YOUR GOAL:
How many lines below contain the string "utility" with matching case? Reply with the number only.
====== DATA SHOWN ======
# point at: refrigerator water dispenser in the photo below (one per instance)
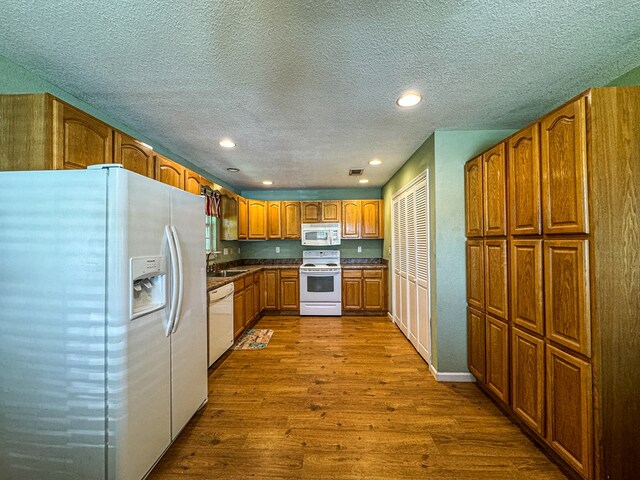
(148, 282)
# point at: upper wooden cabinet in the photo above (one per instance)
(362, 219)
(134, 155)
(527, 285)
(494, 191)
(311, 212)
(40, 132)
(257, 211)
(524, 182)
(290, 212)
(192, 182)
(321, 211)
(564, 169)
(350, 219)
(274, 220)
(473, 197)
(331, 212)
(567, 300)
(371, 214)
(243, 218)
(229, 211)
(169, 172)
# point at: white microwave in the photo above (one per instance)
(320, 234)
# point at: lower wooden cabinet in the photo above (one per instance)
(364, 290)
(497, 358)
(352, 290)
(476, 343)
(528, 379)
(569, 408)
(289, 289)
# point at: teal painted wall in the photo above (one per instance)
(444, 155)
(632, 77)
(15, 79)
(293, 248)
(355, 193)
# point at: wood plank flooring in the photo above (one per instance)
(345, 398)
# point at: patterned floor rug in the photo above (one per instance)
(254, 339)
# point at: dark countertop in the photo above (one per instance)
(215, 282)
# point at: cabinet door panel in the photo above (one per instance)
(569, 409)
(564, 170)
(524, 182)
(350, 219)
(371, 215)
(475, 274)
(526, 285)
(527, 379)
(476, 343)
(257, 211)
(497, 358)
(495, 277)
(79, 139)
(311, 212)
(473, 198)
(331, 211)
(494, 191)
(192, 182)
(272, 288)
(567, 303)
(134, 155)
(274, 223)
(243, 218)
(374, 292)
(290, 220)
(169, 172)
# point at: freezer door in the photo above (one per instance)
(189, 337)
(138, 349)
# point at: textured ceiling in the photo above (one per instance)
(307, 89)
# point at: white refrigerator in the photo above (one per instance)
(103, 353)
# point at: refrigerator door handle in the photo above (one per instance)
(176, 241)
(173, 255)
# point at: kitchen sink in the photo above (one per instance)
(225, 273)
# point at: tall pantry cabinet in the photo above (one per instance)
(554, 296)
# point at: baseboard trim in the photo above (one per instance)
(451, 376)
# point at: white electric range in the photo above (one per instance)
(321, 283)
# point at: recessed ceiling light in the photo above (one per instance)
(409, 99)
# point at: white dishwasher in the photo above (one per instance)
(220, 321)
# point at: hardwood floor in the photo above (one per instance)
(345, 398)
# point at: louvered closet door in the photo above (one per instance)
(402, 260)
(396, 240)
(412, 285)
(411, 265)
(423, 270)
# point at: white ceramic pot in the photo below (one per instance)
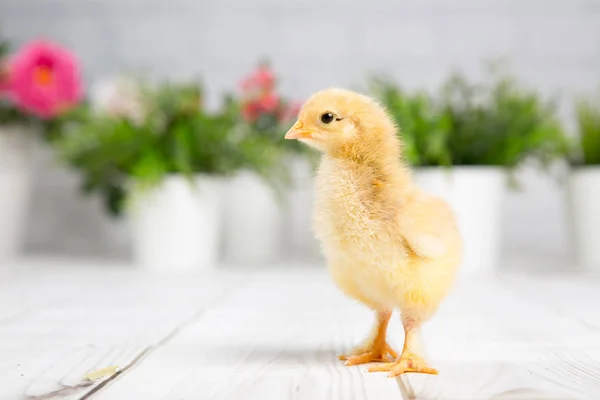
(176, 226)
(300, 243)
(584, 216)
(252, 221)
(476, 195)
(16, 185)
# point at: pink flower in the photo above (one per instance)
(292, 111)
(269, 102)
(251, 111)
(44, 79)
(262, 79)
(4, 76)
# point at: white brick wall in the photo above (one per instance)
(553, 44)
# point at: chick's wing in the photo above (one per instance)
(427, 225)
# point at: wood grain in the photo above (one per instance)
(57, 324)
(277, 333)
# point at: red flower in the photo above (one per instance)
(44, 79)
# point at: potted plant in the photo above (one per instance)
(584, 185)
(269, 115)
(38, 83)
(464, 143)
(160, 156)
(253, 222)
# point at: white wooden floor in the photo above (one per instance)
(276, 334)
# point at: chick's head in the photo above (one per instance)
(338, 120)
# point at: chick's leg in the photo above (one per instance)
(410, 360)
(375, 347)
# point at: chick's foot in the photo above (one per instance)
(377, 353)
(407, 363)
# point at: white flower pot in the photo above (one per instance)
(476, 195)
(16, 178)
(584, 216)
(300, 241)
(176, 226)
(252, 221)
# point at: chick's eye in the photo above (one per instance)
(327, 118)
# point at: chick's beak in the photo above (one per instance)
(298, 131)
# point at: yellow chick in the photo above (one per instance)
(387, 244)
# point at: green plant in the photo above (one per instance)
(265, 112)
(586, 149)
(495, 123)
(174, 136)
(500, 123)
(424, 129)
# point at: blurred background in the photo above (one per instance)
(549, 45)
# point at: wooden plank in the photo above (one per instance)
(277, 338)
(59, 322)
(489, 341)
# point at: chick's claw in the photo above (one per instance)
(383, 353)
(406, 363)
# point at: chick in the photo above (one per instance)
(387, 244)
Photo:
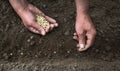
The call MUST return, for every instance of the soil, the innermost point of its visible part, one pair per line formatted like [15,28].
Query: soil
[21,50]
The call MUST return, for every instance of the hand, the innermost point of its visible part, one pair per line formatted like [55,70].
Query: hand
[28,16]
[85,32]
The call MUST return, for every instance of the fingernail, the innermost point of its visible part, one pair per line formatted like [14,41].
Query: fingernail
[43,33]
[82,46]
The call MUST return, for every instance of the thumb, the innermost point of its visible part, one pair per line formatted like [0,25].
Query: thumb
[81,43]
[39,28]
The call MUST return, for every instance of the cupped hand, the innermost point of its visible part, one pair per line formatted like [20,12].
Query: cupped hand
[28,16]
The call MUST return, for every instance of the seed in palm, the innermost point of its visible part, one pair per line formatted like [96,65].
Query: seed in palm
[42,21]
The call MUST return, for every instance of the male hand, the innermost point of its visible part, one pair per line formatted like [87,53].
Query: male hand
[85,32]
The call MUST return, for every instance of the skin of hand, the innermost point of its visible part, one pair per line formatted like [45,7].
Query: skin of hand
[85,30]
[28,15]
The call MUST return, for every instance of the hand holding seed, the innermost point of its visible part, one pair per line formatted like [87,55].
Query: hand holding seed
[36,21]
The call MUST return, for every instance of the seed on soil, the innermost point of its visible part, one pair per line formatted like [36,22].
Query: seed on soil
[42,21]
[68,51]
[11,54]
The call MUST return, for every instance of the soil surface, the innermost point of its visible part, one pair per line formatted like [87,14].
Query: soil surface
[21,50]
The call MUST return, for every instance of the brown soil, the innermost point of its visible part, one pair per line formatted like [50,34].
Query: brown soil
[21,50]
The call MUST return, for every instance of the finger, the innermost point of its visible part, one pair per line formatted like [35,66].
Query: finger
[39,28]
[90,40]
[47,28]
[33,30]
[81,41]
[75,34]
[76,38]
[51,20]
[56,24]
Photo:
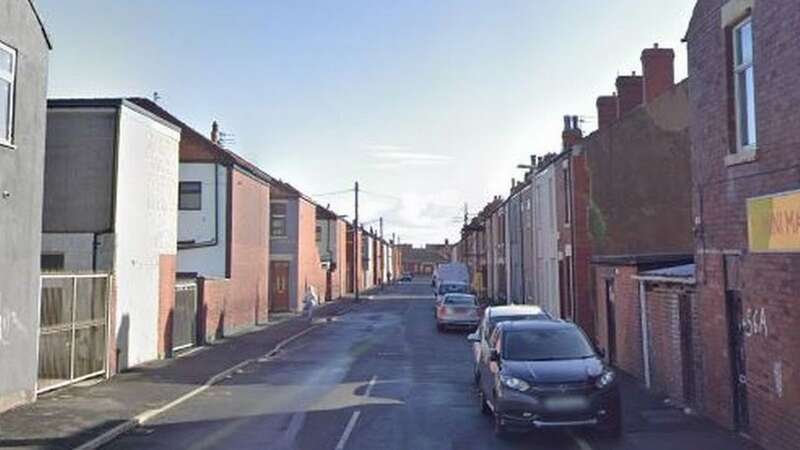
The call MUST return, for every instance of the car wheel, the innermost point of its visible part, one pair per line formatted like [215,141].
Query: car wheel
[613,428]
[500,429]
[484,406]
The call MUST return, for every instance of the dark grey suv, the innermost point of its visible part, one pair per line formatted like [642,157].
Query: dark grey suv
[543,373]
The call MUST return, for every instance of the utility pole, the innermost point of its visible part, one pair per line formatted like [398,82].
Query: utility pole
[356,253]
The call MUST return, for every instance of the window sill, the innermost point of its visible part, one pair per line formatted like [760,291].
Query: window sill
[741,157]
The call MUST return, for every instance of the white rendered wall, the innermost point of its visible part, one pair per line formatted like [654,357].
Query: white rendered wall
[146,227]
[209,259]
[546,242]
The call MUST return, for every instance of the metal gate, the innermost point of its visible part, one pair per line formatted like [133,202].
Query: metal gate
[184,318]
[73,331]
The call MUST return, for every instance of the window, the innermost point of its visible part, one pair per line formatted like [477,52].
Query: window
[277,223]
[189,195]
[8,63]
[744,85]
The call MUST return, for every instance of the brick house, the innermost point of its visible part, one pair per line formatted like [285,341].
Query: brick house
[638,210]
[744,80]
[24,50]
[295,261]
[223,231]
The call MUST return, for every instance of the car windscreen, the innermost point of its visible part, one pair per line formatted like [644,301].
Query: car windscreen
[546,344]
[495,320]
[459,300]
[452,288]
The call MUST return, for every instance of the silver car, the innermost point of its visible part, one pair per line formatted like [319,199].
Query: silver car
[457,310]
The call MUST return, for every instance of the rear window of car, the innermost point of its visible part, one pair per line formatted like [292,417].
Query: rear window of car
[460,300]
[452,288]
[494,321]
[546,345]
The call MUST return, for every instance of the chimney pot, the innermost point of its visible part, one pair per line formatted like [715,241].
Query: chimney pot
[215,132]
[659,71]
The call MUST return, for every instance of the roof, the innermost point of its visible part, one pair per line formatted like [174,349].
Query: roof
[110,103]
[41,25]
[515,310]
[677,274]
[536,325]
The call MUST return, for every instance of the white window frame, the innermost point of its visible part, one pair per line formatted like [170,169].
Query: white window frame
[739,68]
[11,79]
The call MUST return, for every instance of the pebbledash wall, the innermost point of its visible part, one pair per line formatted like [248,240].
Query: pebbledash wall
[21,169]
[724,179]
[100,154]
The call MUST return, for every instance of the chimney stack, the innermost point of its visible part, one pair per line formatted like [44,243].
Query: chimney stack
[572,134]
[215,132]
[658,70]
[606,110]
[630,92]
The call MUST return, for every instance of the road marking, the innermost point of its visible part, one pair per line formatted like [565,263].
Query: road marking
[348,429]
[351,424]
[582,443]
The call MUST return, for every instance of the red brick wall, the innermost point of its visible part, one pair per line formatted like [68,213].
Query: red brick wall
[166,302]
[765,281]
[247,300]
[309,266]
[628,355]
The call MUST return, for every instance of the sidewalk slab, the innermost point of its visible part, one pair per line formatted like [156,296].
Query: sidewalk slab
[70,417]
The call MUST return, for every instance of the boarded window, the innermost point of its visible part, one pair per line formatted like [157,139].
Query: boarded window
[190,195]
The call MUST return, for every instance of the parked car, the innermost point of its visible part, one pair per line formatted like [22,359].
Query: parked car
[546,373]
[448,288]
[494,315]
[458,310]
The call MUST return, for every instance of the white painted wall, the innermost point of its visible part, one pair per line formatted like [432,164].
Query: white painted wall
[76,248]
[145,222]
[207,226]
[546,242]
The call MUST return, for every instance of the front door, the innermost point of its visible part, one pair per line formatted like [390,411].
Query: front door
[279,286]
[741,419]
[611,322]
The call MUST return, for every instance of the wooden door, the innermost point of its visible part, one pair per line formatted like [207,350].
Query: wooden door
[279,286]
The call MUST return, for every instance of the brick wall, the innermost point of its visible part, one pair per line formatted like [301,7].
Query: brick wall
[628,352]
[247,303]
[212,296]
[767,283]
[309,266]
[166,302]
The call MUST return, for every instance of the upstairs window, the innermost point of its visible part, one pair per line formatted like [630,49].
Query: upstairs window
[277,222]
[190,195]
[8,69]
[744,85]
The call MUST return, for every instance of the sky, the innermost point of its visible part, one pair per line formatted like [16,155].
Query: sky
[428,104]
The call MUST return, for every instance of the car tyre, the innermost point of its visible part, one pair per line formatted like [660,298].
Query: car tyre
[484,406]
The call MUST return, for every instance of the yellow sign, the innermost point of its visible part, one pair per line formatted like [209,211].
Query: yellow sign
[773,223]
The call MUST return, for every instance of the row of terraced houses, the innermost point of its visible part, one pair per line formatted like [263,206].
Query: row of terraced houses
[128,236]
[671,233]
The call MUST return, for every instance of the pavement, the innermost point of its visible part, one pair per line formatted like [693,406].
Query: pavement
[378,376]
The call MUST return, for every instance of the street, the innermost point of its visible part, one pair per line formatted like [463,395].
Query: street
[381,376]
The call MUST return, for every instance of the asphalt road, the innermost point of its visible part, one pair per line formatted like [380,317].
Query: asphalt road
[378,377]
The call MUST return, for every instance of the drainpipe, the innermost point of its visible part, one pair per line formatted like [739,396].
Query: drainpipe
[645,334]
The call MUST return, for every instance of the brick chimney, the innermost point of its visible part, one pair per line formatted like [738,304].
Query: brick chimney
[630,92]
[215,132]
[658,70]
[572,134]
[606,110]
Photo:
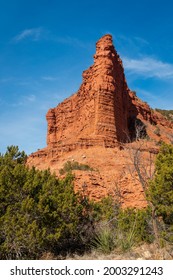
======
ANSWER:
2